WORK INSTRUCTIONS ::
Please state in a single number how many lines of the entries below include the word "shirt".

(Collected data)

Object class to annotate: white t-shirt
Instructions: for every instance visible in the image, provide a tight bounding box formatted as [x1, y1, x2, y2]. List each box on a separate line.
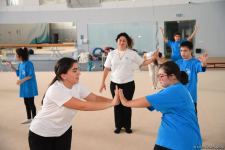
[104, 49, 143, 84]
[30, 81, 90, 137]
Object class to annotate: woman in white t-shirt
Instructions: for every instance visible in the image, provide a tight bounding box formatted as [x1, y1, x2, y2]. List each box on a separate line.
[99, 32, 157, 134]
[29, 57, 119, 150]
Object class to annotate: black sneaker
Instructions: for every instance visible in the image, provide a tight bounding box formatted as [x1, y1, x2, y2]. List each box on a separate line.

FINISHED TASK ::
2